| Exercise |
Can you give back the lines starting at the one containing "Where can you see the hillside" and ending at the one containing "x=208 y=123", with "single dot" changed to "small dot" and nothing else altered?

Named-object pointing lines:
:::::
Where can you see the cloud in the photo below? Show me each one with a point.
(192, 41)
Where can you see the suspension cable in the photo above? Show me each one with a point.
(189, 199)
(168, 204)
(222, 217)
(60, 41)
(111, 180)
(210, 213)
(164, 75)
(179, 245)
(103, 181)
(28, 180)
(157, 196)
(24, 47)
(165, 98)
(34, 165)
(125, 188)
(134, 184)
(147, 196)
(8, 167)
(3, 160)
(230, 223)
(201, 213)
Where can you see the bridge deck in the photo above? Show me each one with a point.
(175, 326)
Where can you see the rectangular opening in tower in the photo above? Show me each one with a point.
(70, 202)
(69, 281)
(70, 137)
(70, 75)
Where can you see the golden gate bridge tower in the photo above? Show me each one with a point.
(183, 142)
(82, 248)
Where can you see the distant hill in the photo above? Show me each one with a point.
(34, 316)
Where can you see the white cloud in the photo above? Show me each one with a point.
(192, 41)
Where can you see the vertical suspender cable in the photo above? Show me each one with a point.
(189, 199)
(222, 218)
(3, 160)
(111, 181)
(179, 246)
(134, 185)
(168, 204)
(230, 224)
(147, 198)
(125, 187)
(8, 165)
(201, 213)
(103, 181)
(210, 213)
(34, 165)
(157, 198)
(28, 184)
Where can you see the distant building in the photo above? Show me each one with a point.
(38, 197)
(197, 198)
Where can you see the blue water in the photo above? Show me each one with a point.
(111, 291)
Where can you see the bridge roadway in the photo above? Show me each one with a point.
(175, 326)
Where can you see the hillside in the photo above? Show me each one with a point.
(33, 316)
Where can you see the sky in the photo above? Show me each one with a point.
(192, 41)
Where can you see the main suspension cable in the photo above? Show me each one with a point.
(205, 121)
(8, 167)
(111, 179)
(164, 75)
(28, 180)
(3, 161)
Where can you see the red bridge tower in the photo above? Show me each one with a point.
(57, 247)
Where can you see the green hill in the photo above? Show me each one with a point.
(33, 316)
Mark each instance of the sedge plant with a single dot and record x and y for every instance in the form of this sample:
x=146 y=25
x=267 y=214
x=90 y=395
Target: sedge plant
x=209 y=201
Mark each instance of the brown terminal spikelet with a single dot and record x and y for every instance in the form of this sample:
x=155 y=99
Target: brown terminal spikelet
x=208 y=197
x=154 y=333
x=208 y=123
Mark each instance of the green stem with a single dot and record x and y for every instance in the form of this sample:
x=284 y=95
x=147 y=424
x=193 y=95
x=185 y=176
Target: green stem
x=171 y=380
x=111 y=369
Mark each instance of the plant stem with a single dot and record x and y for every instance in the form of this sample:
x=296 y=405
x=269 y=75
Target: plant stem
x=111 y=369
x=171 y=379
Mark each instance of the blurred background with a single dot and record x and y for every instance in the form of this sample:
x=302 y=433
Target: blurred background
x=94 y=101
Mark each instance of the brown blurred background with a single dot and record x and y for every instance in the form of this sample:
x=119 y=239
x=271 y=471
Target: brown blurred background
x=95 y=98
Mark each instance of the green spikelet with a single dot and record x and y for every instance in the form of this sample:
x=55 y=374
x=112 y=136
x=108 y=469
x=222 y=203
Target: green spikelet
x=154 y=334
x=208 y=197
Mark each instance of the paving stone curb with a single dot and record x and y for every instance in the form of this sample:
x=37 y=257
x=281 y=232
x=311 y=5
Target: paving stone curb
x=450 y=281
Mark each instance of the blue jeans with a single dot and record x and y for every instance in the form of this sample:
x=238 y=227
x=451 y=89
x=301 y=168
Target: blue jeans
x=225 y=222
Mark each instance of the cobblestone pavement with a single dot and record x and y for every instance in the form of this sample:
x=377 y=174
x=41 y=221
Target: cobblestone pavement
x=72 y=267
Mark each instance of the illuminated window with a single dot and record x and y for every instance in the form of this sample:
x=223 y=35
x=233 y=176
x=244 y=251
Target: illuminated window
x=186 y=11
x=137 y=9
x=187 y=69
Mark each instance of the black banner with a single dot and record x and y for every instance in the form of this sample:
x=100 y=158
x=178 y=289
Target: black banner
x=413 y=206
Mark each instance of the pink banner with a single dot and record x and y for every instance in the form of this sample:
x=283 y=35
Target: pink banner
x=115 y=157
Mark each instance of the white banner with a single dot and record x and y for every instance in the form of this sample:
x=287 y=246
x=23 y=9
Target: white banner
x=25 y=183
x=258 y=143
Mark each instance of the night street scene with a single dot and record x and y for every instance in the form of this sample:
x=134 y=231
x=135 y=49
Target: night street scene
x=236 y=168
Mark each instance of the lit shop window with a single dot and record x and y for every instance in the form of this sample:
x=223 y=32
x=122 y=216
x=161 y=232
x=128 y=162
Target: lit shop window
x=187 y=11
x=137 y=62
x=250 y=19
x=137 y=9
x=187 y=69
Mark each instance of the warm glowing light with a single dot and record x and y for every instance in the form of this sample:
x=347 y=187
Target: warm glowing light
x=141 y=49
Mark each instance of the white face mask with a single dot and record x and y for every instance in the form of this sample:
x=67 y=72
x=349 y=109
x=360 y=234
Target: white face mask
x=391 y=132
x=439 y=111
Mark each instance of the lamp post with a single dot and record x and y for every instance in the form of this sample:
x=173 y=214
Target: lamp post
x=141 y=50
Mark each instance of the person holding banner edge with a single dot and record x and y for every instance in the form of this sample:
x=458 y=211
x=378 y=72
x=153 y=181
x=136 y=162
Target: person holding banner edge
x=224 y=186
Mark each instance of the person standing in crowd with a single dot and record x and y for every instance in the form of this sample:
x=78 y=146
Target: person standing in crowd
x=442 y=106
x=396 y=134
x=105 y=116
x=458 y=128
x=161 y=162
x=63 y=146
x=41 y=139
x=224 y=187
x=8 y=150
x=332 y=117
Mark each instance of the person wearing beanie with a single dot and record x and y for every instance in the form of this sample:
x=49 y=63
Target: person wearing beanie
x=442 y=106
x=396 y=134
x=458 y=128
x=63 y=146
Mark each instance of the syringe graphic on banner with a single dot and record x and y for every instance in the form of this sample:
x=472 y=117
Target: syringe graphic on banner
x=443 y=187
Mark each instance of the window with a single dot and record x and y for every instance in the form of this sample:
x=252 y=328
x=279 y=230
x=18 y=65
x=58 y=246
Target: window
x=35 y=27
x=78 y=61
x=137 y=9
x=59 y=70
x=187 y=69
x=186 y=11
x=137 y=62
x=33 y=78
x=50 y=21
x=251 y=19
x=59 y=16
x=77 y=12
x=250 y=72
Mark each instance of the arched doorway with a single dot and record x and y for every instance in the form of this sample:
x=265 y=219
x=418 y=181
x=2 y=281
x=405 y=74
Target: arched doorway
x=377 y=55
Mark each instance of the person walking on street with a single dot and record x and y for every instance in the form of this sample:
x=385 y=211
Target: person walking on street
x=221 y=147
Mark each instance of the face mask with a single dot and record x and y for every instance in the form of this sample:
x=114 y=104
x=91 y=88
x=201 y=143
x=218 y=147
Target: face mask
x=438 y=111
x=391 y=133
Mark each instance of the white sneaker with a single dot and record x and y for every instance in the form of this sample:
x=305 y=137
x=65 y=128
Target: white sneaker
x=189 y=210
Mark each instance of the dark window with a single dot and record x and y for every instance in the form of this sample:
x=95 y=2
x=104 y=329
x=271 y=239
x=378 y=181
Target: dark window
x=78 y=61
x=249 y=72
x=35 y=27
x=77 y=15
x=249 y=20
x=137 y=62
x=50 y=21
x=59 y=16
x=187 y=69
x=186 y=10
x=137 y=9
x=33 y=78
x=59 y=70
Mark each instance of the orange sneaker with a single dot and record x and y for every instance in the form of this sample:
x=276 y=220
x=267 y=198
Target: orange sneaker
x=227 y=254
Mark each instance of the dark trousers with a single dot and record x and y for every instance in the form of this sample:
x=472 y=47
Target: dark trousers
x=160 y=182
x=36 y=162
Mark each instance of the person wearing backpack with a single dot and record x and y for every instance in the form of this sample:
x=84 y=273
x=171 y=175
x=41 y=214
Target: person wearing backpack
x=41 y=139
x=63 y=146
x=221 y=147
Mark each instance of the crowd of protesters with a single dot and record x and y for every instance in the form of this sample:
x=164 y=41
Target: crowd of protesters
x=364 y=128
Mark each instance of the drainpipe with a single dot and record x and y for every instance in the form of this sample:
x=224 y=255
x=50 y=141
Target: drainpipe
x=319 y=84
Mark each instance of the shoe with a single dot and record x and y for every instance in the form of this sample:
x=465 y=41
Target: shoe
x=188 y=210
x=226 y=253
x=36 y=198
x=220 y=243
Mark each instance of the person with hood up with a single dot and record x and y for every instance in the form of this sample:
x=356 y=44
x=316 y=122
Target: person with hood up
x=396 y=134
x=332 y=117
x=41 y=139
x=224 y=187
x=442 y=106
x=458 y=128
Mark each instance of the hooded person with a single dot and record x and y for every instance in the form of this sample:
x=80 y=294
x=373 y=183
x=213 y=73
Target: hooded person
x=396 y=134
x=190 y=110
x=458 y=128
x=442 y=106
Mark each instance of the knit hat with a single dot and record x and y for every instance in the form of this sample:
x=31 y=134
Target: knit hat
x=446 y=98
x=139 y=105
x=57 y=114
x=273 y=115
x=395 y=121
:::::
| Solution for this exercise |
Where can you see the hillside in the photo above? Show me each one with a point.
(33, 316)
Where can you see the sky in the photo above? Show me each one with a point.
(192, 41)
Where can you see the main suspension cable in the photo above? Show me each one with a point.
(205, 121)
(8, 167)
(111, 179)
(164, 75)
(28, 180)
(3, 161)
Where can you see the red bridge tower in the photo above? Show me each one with a point.
(57, 247)
Where can you see the green hill in the photo above? Show me each one with a point.
(33, 316)
Mark each instance of the sedge plant with a small dot and record x and y for every instance in the form of this sample:
x=146 y=25
x=267 y=214
x=90 y=395
Target: sedge plant
x=209 y=201
Mark each instance of the brown terminal spikelet with a small dot and record x and y for every instance in the form of this sample:
x=155 y=99
Target: brown terminal spikelet
x=208 y=197
x=154 y=333
x=208 y=123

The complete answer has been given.